# Supplied text start
I would be willing to make a Guess that the differences in judging would be no different than say, judging my car at the start of an event and at the end of an event. Yes, there will be differences in the scores. That's part of being Human, Sound quality is very subjective. Do you get really upset when you are not the first to be judged?


----------



## pocket5s (Jan 6, 2012)

You can make that guess. It seems highly optimistic and idealistic though. 

who said I got upset by not being judged first?


----------



## ALL4SQ (Mar 28, 2009)

pocket5s said:


> You can make that guess. It seems highly optimistic and idealistic though.
> 
> who said I got upset by not being judged first?


Nobody said you got upset. I asked you if you got upset at not being judged first. 

We car audio competitors can get a little superstitious about certain things sometimes. Like what order you are being judged compared to the others in your class. Some think its better to be judged early at an event.


----------



## pocket5s (Jan 6, 2012)

The logic is fairly sound (no pun intended). Early is fresh ears, late is possible tired and fatigued. I don't really worry about it myself, but then I'm fairly certain I do not (yet) have a first place contender where such things _may_ play a factor. 

Multiple weekends? Well, it won't really affect me, but I can certainly see the point of view and if given an option to vote on it, I would vote no.


----------



## ALL4SQ (Mar 28, 2009)

pocket5s said:


> The logic is fairly sound (no pun intended). Early is fresh ears, late is possible tired and fatigued. I don't really worry about it myself, but then I'm fairly certain I do not (yet) have a first place contender where such things _may_ play a factor.
> 
> Multiple weekends? Well, it won't really affect me, but I can certainly see the point of view and if given an option to vote on it, I would vote no.


I can understand your point of view. If I lived within three states of were the Finals was being held year after year I would be tempted to vote no too. Less competitors means better odds of wining. After all this is a competition...


----------



## pocket5s (Jan 6, 2012)

For me it isn't about less competitors. I'd rather have more competitors, making a high placing mean more 

However having those competitors judged at the same event, thereby lessening even more outside variables, is more legitimate to me.


----------



## 2010hummerguy (Oct 7, 2009)

Really bummed I missed the show yesterday, my flu shot last week made me super sick and my fever finally broke last night. Anyone have pics or links to an album?


----------



## jsketoe (Aug 8, 2008)

So the west coast show that was growing, evidently did not this year. I think the east coast however will be and I know a few west coasters are rolling east...like it should be in one venue. Pocket5s said almost everything I could say. 
And mike, I tune and judge now...no competing. My vette will be a slick demo car when done however. I have more fun helping others win and helping Usac and IASCA by judging. I think IASCA is going to still have a good show for sure...maybe even the same or bigger than last year...I hope they do! I was asked to judge Usac finals this year again along with Tim goudy, Tommy Casey, and Rick Paul. Gonna be a great staff!


----------



## BigRed (Aug 12, 2007)

Looking forward to seeing you Sketoe


----------



## SoundQ SVT (Aug 14, 2013)

Hey John, will you be able to, or want to listen to any cars that are not entered in the USACi competition?


----------



## ALL4SQ (Mar 28, 2009)

jsketoe said:


> So the west coast show that was growing, evidently did not this year. I think the east coast however will be and I know a few west coasters are rolling east...like it should be in one venue. Pocket5s said almost everything I could say.
# Supplied text end
Directive A: Can you reproduce the car audio forum thread word for word, everything from "However having those" down to "(Oct 7, 2009)"?
Directive B: Which lines in the rows contain the string "white"? Pick out each of them, treating uppercase and lowercase as different.
# Entries provided start
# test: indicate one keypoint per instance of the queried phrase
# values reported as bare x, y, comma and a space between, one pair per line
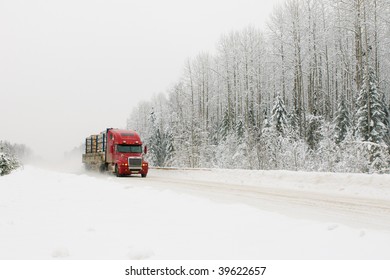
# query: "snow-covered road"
356, 200
194, 214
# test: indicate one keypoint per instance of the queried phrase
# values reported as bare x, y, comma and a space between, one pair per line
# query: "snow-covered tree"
342, 123
370, 115
279, 116
8, 159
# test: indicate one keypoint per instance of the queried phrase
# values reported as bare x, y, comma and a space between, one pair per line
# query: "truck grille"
135, 163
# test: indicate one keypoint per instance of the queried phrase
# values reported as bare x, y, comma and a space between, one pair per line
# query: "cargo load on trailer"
116, 150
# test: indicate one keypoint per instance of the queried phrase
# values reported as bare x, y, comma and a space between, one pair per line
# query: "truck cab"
124, 153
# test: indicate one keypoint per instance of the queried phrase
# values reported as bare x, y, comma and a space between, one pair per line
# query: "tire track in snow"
354, 211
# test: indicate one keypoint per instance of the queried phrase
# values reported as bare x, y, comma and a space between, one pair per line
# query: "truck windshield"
129, 148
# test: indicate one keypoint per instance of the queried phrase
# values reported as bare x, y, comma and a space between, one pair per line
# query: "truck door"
110, 147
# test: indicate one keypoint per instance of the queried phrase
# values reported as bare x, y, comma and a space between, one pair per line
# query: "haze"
71, 68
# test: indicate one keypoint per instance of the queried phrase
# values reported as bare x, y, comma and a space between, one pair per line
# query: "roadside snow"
360, 185
53, 215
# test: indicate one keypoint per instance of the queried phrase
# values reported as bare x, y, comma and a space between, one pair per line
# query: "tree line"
310, 92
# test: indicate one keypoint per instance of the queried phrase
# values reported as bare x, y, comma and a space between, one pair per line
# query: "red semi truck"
116, 150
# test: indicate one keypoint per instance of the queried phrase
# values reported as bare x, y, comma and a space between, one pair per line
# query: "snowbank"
54, 215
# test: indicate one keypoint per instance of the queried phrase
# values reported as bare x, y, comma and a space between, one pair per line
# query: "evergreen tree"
342, 122
279, 116
313, 132
370, 115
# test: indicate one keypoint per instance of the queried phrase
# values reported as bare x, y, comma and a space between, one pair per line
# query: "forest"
309, 92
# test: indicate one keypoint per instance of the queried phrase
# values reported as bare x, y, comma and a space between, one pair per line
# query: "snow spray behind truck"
116, 150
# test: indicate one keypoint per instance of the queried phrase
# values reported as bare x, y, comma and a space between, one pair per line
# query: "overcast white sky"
71, 68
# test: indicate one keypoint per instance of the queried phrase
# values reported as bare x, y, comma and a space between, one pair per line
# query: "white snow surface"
192, 214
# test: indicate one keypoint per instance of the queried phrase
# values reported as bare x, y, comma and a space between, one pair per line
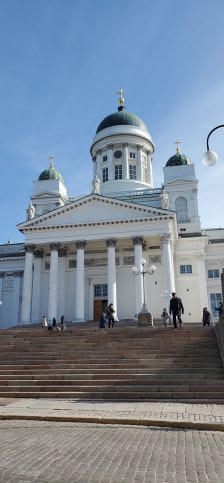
# Entries provided end
Written reply A:
However having those competitors judged at the same event, thereby lessening even more outside variables, is more legitimate to me.


----------



## 2010hummerguy (Oct 7, 2009)

Written reply B:
# query: "overcast white sky"
# query: "white snow surface"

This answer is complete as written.